* Exercise description: State how many lines in the records below contain the string "boat". Reply with the number alone.

* Dataset records:
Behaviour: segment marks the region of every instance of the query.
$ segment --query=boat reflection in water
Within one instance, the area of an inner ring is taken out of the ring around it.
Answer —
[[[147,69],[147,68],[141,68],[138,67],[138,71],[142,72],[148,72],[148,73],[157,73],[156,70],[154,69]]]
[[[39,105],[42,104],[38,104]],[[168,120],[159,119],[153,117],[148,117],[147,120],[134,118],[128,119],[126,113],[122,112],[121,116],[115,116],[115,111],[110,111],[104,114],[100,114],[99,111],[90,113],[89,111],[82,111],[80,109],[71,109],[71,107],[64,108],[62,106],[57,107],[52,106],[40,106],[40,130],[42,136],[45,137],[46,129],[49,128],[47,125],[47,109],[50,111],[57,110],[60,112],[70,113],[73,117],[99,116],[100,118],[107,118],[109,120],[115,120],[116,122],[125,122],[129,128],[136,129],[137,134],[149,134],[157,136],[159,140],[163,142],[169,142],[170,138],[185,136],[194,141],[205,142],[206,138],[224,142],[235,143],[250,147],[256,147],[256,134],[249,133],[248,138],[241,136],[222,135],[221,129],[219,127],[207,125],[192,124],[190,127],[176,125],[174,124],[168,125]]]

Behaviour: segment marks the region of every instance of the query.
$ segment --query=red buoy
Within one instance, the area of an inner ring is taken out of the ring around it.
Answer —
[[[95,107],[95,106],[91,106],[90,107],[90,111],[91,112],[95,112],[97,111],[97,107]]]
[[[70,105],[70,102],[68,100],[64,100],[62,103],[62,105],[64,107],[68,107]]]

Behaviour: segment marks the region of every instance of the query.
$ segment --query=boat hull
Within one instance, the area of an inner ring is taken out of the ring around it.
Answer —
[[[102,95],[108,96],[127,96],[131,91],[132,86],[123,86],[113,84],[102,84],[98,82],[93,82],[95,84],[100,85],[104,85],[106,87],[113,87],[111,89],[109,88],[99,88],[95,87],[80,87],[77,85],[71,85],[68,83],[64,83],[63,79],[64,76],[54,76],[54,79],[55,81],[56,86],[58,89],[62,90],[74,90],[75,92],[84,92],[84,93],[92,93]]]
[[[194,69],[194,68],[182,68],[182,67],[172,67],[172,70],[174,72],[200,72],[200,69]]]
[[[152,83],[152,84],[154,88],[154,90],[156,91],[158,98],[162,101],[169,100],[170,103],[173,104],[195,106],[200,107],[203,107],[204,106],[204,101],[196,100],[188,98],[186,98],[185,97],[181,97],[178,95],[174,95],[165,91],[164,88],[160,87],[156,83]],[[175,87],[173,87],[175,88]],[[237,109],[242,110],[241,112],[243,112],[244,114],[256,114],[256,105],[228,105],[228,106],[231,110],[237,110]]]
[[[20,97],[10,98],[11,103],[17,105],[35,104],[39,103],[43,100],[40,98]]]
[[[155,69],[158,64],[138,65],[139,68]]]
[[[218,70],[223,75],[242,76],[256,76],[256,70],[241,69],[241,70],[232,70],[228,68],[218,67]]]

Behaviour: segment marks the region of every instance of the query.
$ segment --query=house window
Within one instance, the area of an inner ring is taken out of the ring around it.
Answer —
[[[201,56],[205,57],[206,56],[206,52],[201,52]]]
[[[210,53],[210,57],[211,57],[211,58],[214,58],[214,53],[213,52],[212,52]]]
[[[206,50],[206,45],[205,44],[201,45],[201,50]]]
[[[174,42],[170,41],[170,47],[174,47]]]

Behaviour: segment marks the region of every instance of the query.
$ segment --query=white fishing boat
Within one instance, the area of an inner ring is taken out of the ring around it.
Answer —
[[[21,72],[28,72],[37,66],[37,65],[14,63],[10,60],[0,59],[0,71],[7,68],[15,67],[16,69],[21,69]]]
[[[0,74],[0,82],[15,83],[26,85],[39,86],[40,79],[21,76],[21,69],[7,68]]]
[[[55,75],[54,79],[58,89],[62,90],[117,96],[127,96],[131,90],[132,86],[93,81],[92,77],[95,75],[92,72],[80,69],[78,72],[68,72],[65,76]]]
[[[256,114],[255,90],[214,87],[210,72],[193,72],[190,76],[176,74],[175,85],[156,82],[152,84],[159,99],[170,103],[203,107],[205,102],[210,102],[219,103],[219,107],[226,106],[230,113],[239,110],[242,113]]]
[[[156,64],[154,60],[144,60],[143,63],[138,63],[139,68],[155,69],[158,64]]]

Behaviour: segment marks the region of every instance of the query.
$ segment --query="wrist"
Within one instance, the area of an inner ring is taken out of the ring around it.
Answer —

* The reply: 3